Task objective: What lines below mention the word "recorded"? Copy each one.

——

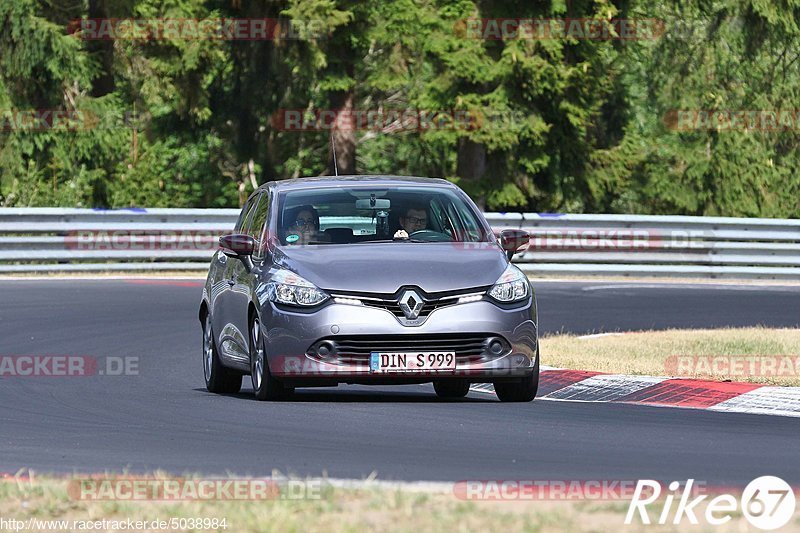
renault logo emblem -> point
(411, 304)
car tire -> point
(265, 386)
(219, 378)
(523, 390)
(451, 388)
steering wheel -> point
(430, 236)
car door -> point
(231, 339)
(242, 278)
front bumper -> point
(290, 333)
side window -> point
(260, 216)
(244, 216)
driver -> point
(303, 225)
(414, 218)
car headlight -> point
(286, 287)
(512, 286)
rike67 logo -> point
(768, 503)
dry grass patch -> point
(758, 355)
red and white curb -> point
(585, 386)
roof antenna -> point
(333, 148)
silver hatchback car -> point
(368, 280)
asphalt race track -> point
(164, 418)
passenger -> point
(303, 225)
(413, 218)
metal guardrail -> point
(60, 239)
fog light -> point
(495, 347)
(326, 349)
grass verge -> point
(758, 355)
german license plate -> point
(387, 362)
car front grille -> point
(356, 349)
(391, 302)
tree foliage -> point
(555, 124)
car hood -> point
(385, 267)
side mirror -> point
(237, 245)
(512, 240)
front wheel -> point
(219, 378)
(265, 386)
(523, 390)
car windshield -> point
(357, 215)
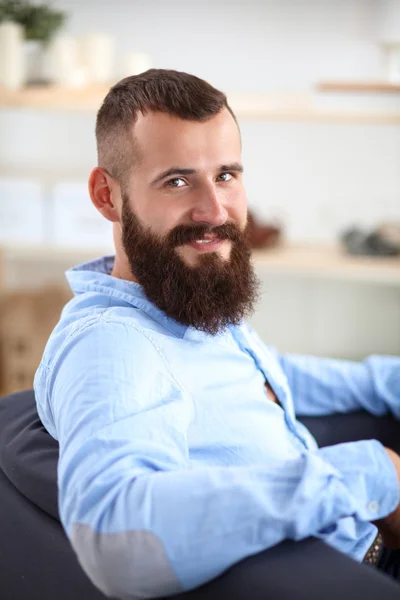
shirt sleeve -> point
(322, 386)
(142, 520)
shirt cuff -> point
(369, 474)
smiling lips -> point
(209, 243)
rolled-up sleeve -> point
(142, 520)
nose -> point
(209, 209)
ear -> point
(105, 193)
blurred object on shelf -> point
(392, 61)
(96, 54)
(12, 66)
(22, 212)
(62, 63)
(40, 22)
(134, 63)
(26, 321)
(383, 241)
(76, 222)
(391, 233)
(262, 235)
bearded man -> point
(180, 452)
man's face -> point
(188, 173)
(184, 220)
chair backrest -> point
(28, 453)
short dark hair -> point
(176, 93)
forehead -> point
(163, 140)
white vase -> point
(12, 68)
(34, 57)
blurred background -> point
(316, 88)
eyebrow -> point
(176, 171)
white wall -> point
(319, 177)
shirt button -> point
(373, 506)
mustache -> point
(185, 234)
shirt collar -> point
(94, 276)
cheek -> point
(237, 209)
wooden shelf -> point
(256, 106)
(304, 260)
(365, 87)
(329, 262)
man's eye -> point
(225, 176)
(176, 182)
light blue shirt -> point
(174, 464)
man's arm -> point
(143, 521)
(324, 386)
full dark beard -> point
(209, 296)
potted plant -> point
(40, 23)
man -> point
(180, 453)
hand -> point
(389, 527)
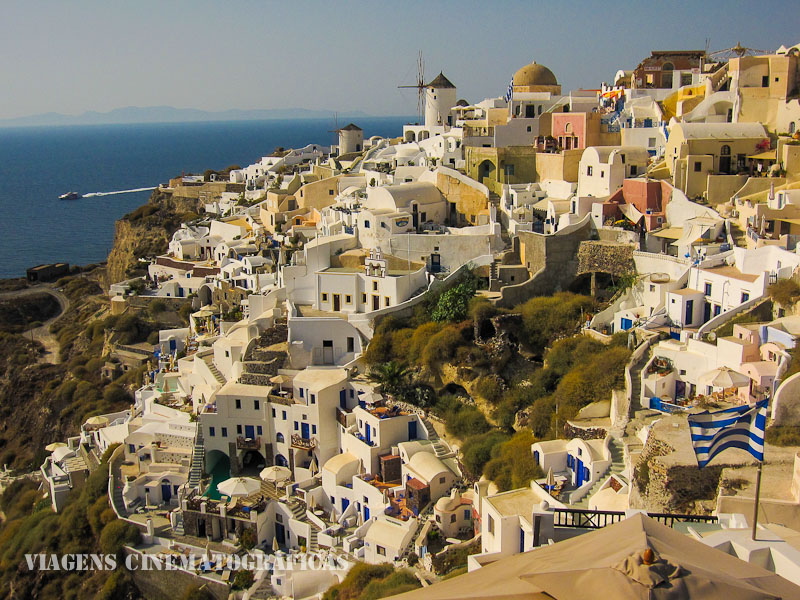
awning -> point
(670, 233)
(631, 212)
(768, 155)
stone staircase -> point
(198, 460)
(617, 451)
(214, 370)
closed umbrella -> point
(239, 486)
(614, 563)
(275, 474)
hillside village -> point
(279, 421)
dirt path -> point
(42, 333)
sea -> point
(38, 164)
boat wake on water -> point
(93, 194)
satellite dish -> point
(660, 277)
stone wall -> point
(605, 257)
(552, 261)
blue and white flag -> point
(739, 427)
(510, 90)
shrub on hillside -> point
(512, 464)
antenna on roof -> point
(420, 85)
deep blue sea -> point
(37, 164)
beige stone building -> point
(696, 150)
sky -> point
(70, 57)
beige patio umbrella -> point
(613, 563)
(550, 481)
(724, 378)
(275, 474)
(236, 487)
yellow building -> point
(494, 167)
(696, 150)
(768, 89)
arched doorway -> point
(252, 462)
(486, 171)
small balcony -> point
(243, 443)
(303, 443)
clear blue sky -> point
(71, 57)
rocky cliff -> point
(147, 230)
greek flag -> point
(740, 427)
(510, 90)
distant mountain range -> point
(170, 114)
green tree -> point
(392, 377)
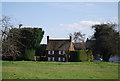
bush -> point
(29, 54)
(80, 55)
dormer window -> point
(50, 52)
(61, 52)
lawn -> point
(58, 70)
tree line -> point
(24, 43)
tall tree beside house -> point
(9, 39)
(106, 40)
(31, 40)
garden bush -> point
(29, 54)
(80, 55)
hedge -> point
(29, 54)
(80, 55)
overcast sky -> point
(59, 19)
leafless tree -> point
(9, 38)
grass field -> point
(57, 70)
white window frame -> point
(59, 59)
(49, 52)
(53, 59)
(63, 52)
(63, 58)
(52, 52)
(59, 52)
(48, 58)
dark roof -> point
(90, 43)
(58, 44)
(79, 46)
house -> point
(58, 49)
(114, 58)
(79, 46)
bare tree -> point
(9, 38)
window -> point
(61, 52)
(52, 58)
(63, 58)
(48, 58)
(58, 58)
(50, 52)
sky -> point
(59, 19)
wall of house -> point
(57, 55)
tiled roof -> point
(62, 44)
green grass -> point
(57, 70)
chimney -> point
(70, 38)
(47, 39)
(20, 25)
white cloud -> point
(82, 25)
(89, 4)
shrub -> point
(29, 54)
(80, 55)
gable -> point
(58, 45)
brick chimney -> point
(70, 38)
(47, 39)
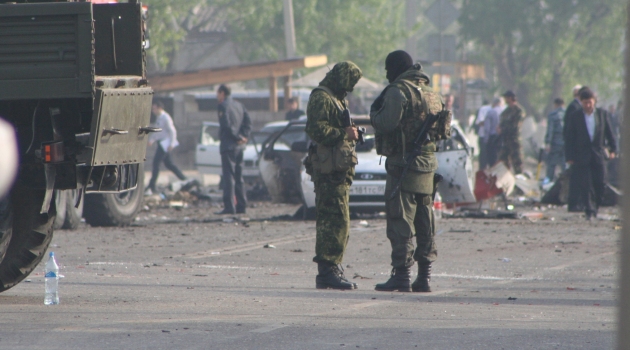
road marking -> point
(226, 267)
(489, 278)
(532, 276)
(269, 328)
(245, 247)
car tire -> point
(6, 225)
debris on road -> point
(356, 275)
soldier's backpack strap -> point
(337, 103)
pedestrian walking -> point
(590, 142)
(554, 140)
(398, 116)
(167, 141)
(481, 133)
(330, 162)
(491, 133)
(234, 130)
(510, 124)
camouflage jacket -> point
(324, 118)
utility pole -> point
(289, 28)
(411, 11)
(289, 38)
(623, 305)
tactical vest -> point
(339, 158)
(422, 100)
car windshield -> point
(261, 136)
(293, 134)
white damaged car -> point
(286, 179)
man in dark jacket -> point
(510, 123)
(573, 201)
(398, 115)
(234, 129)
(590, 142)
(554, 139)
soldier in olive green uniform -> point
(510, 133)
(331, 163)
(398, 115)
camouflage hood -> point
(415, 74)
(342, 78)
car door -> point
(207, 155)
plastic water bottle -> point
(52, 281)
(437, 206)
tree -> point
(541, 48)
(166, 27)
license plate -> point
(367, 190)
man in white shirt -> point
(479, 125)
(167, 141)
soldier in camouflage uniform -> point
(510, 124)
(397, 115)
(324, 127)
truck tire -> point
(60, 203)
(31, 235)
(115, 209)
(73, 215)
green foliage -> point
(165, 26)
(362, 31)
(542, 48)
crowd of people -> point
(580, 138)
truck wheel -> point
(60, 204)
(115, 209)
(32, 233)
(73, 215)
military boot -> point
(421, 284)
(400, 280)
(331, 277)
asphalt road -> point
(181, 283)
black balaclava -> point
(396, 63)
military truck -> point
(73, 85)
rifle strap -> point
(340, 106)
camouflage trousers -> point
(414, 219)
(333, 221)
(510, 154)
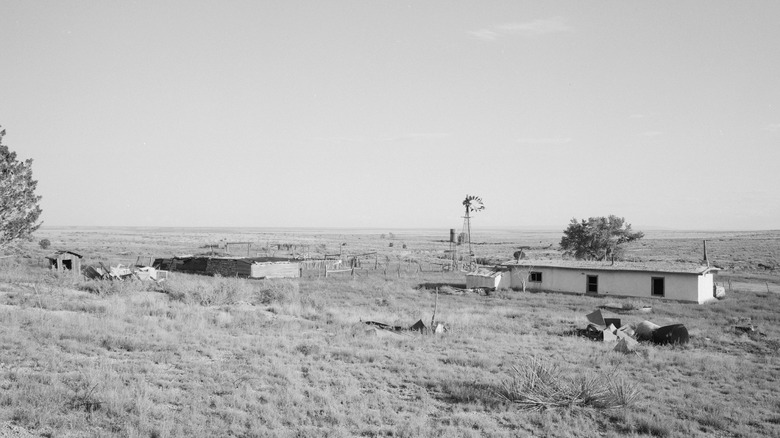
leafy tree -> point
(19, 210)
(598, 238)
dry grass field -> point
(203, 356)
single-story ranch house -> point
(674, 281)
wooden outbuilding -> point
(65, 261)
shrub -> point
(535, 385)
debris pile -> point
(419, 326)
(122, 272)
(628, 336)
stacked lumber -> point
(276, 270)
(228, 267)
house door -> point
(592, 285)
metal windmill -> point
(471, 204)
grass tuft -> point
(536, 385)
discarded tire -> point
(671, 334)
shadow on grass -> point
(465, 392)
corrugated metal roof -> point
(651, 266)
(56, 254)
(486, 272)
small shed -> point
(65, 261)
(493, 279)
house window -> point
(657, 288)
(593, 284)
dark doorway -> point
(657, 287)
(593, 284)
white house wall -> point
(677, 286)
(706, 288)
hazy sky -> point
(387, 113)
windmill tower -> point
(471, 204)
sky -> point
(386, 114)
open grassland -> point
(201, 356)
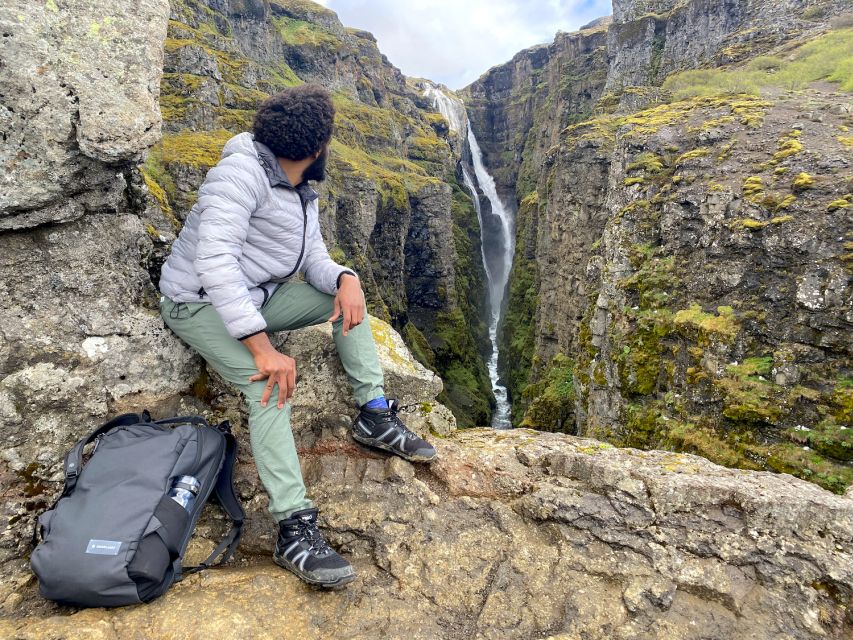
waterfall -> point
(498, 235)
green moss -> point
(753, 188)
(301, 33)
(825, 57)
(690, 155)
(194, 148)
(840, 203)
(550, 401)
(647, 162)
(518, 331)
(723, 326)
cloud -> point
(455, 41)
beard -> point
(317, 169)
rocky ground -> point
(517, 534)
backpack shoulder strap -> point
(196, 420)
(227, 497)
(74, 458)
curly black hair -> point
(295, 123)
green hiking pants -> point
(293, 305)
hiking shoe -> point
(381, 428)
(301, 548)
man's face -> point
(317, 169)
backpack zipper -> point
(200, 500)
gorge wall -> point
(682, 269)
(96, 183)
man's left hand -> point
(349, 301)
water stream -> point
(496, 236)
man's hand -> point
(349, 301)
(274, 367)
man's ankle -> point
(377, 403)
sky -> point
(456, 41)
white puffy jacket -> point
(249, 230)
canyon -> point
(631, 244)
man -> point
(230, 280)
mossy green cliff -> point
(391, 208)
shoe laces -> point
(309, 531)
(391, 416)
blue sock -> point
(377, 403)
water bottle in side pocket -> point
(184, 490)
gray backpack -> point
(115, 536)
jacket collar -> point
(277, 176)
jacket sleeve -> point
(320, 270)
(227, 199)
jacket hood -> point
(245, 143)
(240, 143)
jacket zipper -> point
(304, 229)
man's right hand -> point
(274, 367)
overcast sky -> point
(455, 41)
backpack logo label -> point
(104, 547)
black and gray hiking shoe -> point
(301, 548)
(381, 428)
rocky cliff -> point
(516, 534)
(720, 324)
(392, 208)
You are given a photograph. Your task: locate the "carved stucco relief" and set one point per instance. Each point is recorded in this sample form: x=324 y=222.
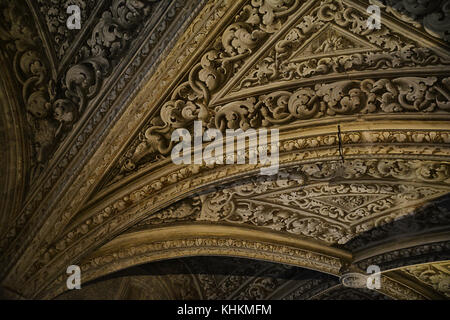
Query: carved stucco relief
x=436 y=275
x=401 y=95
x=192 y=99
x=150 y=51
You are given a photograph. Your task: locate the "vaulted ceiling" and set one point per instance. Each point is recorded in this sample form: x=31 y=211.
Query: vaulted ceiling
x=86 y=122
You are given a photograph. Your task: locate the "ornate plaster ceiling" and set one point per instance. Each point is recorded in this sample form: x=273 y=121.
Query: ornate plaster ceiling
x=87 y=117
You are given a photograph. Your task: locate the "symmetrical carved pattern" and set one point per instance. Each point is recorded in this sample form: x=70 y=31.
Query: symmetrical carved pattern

——

Output for this task:
You are given a photograph. Your task: locate the "carved stucco relief" and set one point per instance. Each point is recorded in this sample form: x=324 y=222.
You are given a photograph. Your task: locate the "vaulted ceiling" and set one point per instance. Each point is recorded in this sample form: x=31 y=211.
You are given a photograph. Your task: locate the "ornate plaster ceiling" and set one point per instance. Each point is recorded in this sample form: x=273 y=121.
You are given a photograph. Your task: locate the "symmetrical carved pattern" and set one point per instance. Each point is recorded in this sample form: x=70 y=31.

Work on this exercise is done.